== AUSZUG ==

SCHIMON PERES: Die israelische Arbeiterpartei war gegen den Libanonkrieg. Doch angesichts der Bombardements unserer Siedlungen im Norden war es die Pflicht einer jeden Regierung, für die Sicherheit zu sorgen. Nachdem jedoch eine Sicherheitszone geschaffen war, hätte unserer Meinung nach die Libanonaktion beendet werden sollen.

FURCHE: Was muß Israel Ihrer Ansicht nach jetzt im Libanon unternehmen?

PERES: Israel muß sich auf eine von Terroristen gereinigte Sicherheitszone von 40 bis 45 Kilometern oberhalb unserer Nordgrenze konzentrieren und dem amerikanischen Vermittler Ha-bib die Fortsetzung der Verhandlungen zur Räumung aller fremden Streitkräfte aus dem Libanon ermöglichen. Außerdem müßte allen Parteien klargemacht werden, daß der Krieg im Libanon beendet ist und daß wir uns weder in die internen Angelegenheiten des Libanons einmischen noch irgendwelche territoriellen Ansprüche im Libanon erheben wollen. Was wir anstreben, ist ja ein Friedensabkommen mit dem Libanon.

FURCHE: Wie beurteilen Sie heute im Licht des Reagan-Plans unsere Beziehungen zu Amerika? Würden Sie diese als Ministerpräsident anders gestalten?

PERES: Begins Likud glaubt, die Basis unserer Beziehungen zu Washington bestehe in einer strategischen Kooperation. Wir von der Arbeiterpartei wiederum suchen in den Beziehungen zu den USA mehr die humanitäre Seite. Die Quelle der Beziehungen zu Amerika ist unserer Auffassung nach in der öffentlichen Meinung der USA zu suchen und nicht nur in Absprachen mit dortigen Regierungsbeamten — wie dies bei der Likudregierung üblich ist.

===

## AUFGABE A
Führen Sie sämtliche Fragen an, welche die FURCHE im Interviewauszug stellt, jeweils als vollständigen Satz.

== BEREITGESTELLTE DATEN ==

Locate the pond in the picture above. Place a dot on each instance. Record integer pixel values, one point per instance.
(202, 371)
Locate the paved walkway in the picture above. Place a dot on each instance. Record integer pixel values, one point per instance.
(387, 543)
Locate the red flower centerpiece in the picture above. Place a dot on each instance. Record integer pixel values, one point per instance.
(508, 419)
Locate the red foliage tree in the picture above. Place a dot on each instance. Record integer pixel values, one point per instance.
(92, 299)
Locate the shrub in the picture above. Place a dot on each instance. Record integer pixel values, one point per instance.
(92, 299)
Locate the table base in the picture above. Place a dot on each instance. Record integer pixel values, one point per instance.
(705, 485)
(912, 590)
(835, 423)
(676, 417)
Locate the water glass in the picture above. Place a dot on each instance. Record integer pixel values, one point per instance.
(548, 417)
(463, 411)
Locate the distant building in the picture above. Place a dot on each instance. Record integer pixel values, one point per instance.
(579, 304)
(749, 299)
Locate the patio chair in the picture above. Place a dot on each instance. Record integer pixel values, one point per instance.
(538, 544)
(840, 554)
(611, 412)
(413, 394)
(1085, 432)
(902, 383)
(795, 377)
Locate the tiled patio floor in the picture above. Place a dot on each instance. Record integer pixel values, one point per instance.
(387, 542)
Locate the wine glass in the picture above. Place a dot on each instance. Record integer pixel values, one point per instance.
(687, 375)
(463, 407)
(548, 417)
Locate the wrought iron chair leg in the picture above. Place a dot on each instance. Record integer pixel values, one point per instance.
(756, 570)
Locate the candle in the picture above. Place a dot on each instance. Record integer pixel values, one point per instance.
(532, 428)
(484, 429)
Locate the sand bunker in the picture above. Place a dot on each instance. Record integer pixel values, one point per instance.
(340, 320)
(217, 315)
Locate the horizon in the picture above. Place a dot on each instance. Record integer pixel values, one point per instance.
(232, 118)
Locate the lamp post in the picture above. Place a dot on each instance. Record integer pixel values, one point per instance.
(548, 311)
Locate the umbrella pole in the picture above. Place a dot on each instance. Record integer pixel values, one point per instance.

===

## AUFGABE B
Geben Sie aus den Datensatzeinträgen die Zeilen von der Zeile mit „Locate the candle“ bis zum Ende der Einträge als JSON-Liste von Zeichenketten wieder, eine Zeichenkette je Zeile und ohne Leerzeilen.

## VOLLSTÄNDIGE ANTWORT A
- Was muß Israel Ihrer Ansicht nach jetzt im Libanon unternehmen?
- Wie beurteilen Sie heute im Licht des Reagan-Plans unsere Beziehungen zu Amerika?
- Würden Sie diese als Ministerpräsident anders gestalten?

## VOLLSTÄNDIGE ANTWORT B
[
  "Locate the candle in the picture above. Place a dot on each instance. Record integer pixel values, one point per instance.",
  "(532, 428)",
  "(484, 429)",
  "Locate the sand bunker in the picture above. Place a dot on each instance. Record integer pixel values, one point per instance.",
  "(340, 320)",
  "(217, 315)",
  "Locate the horizon in the picture above. Place a dot on each instance. Record integer pixel values, one point per instance.",
  "(232, 118)",
  "Locate the lamp post in the picture above. Place a dot on each instance. Record integer pixel values, one point per instance.",
  "(548, 311)",
  "Locate the umbrella pole in the picture above. Place a dot on each instance. Record integer pixel values, one point per instance."
]